Given exercise: Print the following lines word for word, changing nothing.

Data excerpts:
_ _ _ _ _ _ _
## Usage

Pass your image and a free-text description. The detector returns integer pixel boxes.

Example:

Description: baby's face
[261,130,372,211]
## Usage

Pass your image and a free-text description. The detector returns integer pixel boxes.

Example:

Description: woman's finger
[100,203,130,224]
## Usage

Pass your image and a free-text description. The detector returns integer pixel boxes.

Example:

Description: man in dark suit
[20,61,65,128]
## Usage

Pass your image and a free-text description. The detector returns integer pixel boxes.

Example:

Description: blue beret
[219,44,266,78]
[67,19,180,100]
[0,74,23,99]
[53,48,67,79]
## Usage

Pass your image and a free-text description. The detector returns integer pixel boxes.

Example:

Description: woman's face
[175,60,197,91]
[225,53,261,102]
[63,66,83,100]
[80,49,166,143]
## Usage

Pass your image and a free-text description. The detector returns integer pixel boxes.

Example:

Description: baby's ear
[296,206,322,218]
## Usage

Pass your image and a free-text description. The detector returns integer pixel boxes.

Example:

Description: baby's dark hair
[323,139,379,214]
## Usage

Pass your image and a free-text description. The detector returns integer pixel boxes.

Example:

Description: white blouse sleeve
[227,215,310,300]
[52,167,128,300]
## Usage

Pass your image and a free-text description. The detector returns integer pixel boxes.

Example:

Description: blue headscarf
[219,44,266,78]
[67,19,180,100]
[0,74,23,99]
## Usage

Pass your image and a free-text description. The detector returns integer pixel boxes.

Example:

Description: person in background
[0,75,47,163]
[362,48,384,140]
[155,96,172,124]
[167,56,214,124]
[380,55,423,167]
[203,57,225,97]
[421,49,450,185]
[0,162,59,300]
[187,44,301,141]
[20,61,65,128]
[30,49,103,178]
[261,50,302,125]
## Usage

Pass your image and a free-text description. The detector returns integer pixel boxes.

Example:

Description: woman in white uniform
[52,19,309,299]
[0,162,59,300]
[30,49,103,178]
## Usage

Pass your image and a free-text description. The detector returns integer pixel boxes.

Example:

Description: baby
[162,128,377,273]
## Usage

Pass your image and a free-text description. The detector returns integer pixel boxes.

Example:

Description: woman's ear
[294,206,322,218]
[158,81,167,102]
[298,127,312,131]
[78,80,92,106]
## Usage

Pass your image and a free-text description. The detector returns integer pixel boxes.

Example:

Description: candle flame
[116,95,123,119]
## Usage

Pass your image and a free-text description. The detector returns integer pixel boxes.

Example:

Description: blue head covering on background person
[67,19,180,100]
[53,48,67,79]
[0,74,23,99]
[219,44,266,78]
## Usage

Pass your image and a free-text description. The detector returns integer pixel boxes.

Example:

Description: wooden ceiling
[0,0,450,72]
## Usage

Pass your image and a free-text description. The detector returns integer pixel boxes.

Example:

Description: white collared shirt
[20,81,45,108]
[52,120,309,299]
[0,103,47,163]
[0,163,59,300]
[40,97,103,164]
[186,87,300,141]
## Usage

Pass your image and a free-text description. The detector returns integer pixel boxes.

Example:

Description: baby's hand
_ _ _ _ _ _ _
Exercise answer:
## Usage

Pass your image and a free-text description. The detector returns integer pixel boxes.

Example:

Description: baby's face
[261,130,372,211]
## Usage

Pass your image and a free-text description. The detector returns integer pixel boxes.

Example:

Description: woman's finger
[100,203,130,224]
## Usage

Pass your image and a free-text description. The detector returns integer pixel boxes.

Example:

Description: man in dark suit
[20,61,65,128]
## Usage

Pass your image and a free-text description. The detector returns integer pixel boxes.

Example:

Description: blue beret
[219,44,266,78]
[67,19,180,100]
[0,74,23,99]
[53,48,67,79]
## Usage

Pass your image and a free-text description. The detector returns integer pixel boxes.

Example:

Description: woman's face
[175,60,197,91]
[225,53,261,102]
[63,66,83,100]
[80,49,166,143]
## Usage

Pass your image and a free-text description. The detector returns integer pixel boxes.

Example:

Description: baby's ear
[296,206,322,218]
## Usage

Pass your image and a free-text description. The detector returns integer pixel boxes.

Example:

Description: baby's dark hair
[323,139,379,214]
## Usage

Pass your image and a free-text description. The detector returns integer pixel boxes.

Example:

Description: white blouse sleeve
[227,215,310,300]
[52,167,128,300]
## Usage

Pass your image and a free-text description. The detector returns integer pixel boxes.

Example:

Description: blue headscarf
[219,44,266,78]
[67,19,180,100]
[0,74,23,99]
## Usage

Pass your image and a free-text description. The detector returns integer pixel boxes.

Example:

Description: person in background
[0,75,47,163]
[362,48,384,140]
[155,96,172,124]
[167,56,214,124]
[380,55,423,167]
[203,57,225,97]
[421,49,450,185]
[0,162,59,300]
[187,44,301,141]
[20,61,65,128]
[30,49,103,178]
[261,50,302,125]
## Usage

Pass your image and a free-text description. The detector returns integer pixel boxes.

Example:

Description: woman in white uniform
[52,19,309,299]
[0,162,59,300]
[30,49,103,178]
## Usage

Pass your image and a free-text description. The detector returns integer pixel boxes.

Example:

Description: baby
[162,128,377,273]
## Usage

Pass your image and a free-text description. The detector returns integer pixel boxes.

Example:

Description: woman's ear
[294,206,322,218]
[158,81,167,102]
[298,127,312,131]
[78,80,92,106]
## Usage

Pass your image and a free-text description. The detector returns integer pixel boxes.

Example:

Description: candle flame
[116,95,123,119]
## Usage

Pass your image and a free-text description. The detector returns integer pixel boxes.

Example:

Description: blue head covering on background person
[67,19,180,100]
[53,48,67,79]
[0,74,23,99]
[219,44,266,78]
## Usage

Pass your image and a free-text description. The detector returns integer pixel boxes.

Example:

Description: wooden ceiling
[0,0,450,72]
## Usage

Pass your image and a free-text description. The detector returns integer pixel boxes.

Example:

Description: white collared shirt
[20,81,45,108]
[52,120,309,299]
[0,103,47,163]
[0,163,59,300]
[40,97,103,164]
[186,87,300,141]
## Usage

Pass your image and a free-text description. The detector returns integer pixel boxes.

Example:

Description: baby's hand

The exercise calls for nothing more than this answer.